What is expected: Copy out each line exactly as it appears.

Recorded information:
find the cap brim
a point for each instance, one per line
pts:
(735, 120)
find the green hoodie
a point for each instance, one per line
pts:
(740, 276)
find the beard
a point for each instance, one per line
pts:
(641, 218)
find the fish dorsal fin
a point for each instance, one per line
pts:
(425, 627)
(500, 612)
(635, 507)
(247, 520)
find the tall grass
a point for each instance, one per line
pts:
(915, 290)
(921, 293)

Final result:
find the cap brim
a point for each instance, one per line
pts:
(735, 120)
find the green hoodie
a point for each instance, one per line
pts:
(740, 276)
find the beard
a point for each instance, one per line
pts:
(641, 218)
find the fish dorsal fin
a point for each instance, one per line
pts:
(425, 627)
(500, 612)
(635, 507)
(247, 520)
find the tall grass
a point for each instance, one per line
pts:
(915, 290)
(921, 293)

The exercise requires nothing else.